> **Written problem a**:
Count the lines in the rows below that contain the string "column". Give only that number.

> **Source document**:
>> Start

A window frame - maximization problem

[Guest]

A window frame is in the shape of a semi-circle jointed to a rectangle. Find the maximum area of a window using 300cm of the framework.


My working:

Circ'ference = 2 x pi x r
perimeter = pi x r + w + 2L = 300cm
ie. pi * r + 2r + 2 L = 300cm
ie. L = 300 - pi * r - 2 * r/2

Area of rectangle will be = 2 * r * L
Area of semicircle = 1/2 pi r^2
total area = 2 * r * L + 1/2 pi r^2 ie. r( pi * r /2 + 2L)
therefore
L = 300r - 1/2 pi * r^2 - 2 * r ^2
finding its first derivative we get... 300 - pi * r - 4r
if we let that = 0 then
0 = 300 - pi * r - 4r
thus r = 300/pi + 4

We then use this in the original formula and that should answer it. Correct?

 

[galactus]

Since r is the radius of the semicircle(You could use r=x/2 also).

>> End

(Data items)

>> Start

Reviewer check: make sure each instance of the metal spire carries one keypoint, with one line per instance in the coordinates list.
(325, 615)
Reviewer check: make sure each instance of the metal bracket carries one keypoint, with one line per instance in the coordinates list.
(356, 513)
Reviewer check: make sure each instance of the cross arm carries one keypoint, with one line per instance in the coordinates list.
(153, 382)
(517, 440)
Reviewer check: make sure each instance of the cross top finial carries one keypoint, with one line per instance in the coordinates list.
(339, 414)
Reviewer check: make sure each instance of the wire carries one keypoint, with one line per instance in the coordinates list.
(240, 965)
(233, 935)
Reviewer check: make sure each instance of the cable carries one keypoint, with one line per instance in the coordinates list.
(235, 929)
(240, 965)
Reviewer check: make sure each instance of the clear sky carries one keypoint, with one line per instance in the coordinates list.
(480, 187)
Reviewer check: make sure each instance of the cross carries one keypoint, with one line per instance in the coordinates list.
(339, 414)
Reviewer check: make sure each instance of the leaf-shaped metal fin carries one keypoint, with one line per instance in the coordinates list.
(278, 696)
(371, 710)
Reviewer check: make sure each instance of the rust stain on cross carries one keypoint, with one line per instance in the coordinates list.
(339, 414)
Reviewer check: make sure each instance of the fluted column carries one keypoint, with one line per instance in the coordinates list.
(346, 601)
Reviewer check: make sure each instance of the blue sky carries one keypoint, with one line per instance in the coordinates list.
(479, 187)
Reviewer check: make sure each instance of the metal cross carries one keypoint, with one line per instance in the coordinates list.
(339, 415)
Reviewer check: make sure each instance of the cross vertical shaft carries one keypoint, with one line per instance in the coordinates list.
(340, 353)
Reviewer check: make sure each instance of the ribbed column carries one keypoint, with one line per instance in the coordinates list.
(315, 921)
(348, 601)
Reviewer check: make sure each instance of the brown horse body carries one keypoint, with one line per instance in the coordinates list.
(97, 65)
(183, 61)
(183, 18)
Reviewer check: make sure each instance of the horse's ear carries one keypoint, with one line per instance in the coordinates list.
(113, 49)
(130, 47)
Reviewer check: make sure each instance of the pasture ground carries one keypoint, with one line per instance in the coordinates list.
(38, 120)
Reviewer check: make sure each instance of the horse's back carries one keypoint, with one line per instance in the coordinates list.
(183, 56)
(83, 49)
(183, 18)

>> End

> **Written problem b**:
Pick up the window-frame maximization thread above from where it stops.

> **Exercise answer a**:
2

> **Exercise answer b**:
The perimeter of the framework is:

\(\displaystyle 4r+2y+{\pi}r=300\)

\(\displaystyle A=2ry+\frac{{\pi}r^{2}}{2}\)

Solving for y, we get:

\(\displaystyle y=\frac{300-({\pi}+4)r}{2}\)

Inserting this into the area equation, we arrive at:

\(\displaystyle \frac{600r-({\pi}+8)r^{2}}{2}\)

Take derivative:

\(\displaystyle 300-({\pi}+8)r\)

Set to 0 and solve for r, we get:

\(\displaystyle r=\frac{300}{{\pi}+8}\)

Therefore, \(\displaystyle x=y=\frac{600}{{\pi}+8}\)

 

[Guest]

i was close enough...just out by a factor of 1/2. thank you

thank you...